[Data for processing Boundary: Start]

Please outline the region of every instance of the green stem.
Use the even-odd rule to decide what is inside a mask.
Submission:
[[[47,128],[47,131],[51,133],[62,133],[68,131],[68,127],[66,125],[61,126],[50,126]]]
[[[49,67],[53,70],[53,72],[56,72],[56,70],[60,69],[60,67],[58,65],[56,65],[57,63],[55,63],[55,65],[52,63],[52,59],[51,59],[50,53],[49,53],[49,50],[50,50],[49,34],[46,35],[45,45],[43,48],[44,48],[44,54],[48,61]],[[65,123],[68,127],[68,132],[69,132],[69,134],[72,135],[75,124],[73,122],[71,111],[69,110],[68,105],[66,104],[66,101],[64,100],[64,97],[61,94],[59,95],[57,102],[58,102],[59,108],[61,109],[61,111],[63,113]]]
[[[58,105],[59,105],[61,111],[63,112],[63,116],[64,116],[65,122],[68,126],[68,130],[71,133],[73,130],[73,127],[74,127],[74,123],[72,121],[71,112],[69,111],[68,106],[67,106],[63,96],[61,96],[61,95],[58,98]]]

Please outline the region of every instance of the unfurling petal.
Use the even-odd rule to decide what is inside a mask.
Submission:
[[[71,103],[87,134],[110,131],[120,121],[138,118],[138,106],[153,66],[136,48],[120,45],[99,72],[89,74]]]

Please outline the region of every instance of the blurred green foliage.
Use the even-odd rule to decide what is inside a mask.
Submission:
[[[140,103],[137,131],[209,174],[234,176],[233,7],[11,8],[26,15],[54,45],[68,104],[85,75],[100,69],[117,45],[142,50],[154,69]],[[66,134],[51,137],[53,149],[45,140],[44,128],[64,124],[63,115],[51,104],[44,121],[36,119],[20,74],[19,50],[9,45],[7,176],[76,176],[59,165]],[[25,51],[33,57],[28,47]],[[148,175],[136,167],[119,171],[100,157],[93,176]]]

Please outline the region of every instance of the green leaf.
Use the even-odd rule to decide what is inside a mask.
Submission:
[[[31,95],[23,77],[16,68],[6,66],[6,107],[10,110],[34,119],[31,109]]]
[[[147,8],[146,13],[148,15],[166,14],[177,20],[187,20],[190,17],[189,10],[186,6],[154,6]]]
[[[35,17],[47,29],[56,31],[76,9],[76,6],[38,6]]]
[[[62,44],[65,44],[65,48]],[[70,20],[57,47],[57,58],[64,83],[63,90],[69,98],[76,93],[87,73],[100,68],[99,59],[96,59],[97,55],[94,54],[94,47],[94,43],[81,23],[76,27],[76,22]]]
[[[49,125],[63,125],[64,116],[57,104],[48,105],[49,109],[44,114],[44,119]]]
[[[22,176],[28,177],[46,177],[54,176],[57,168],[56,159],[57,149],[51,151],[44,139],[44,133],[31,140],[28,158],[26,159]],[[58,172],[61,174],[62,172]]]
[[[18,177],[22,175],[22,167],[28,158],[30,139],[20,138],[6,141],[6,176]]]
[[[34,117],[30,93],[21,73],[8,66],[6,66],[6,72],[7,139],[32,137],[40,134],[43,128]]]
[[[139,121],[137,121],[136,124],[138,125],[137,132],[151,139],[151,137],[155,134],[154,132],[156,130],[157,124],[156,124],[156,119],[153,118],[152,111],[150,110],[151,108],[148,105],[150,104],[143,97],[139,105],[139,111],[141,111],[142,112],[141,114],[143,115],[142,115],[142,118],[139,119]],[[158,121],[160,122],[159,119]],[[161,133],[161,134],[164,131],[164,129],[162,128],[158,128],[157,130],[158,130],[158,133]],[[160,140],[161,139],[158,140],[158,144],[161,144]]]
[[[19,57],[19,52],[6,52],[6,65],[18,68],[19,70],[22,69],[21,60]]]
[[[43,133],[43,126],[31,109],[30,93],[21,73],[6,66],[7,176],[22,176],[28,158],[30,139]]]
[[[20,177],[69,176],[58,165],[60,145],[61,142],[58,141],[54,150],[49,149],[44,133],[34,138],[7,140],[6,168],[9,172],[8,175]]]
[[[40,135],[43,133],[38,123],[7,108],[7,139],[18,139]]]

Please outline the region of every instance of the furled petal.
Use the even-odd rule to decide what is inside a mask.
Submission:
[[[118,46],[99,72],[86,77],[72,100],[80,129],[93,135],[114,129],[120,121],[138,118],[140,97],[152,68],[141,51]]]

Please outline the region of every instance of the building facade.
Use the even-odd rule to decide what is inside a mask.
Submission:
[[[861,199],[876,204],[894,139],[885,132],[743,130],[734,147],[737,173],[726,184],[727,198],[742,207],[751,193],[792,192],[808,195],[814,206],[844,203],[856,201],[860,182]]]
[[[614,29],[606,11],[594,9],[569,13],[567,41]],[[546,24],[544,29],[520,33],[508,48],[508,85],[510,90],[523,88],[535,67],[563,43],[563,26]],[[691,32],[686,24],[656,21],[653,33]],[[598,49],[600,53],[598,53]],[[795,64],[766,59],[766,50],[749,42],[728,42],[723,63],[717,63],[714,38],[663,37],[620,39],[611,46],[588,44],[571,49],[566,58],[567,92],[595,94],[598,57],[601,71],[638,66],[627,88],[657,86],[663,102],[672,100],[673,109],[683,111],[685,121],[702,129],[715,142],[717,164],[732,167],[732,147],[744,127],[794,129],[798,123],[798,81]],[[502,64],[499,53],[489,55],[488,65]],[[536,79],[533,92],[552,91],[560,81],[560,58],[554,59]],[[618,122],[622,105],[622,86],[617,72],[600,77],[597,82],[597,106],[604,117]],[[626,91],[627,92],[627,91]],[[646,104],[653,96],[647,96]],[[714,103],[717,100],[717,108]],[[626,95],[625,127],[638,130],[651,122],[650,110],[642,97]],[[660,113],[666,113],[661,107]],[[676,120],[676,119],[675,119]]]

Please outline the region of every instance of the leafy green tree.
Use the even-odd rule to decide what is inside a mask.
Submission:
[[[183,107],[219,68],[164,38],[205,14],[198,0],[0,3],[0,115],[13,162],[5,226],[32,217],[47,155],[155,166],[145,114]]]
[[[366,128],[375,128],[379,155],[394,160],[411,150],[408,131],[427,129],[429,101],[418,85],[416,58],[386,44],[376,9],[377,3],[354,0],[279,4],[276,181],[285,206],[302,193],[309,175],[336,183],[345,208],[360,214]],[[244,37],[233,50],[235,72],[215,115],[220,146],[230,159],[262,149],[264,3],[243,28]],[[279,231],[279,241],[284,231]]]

[Data for processing Boundary: End]

### [Instructions to follow]
Could you state the number of lines above in which the word "green" appears? Give that number by itself.

### [Solved exercise]
4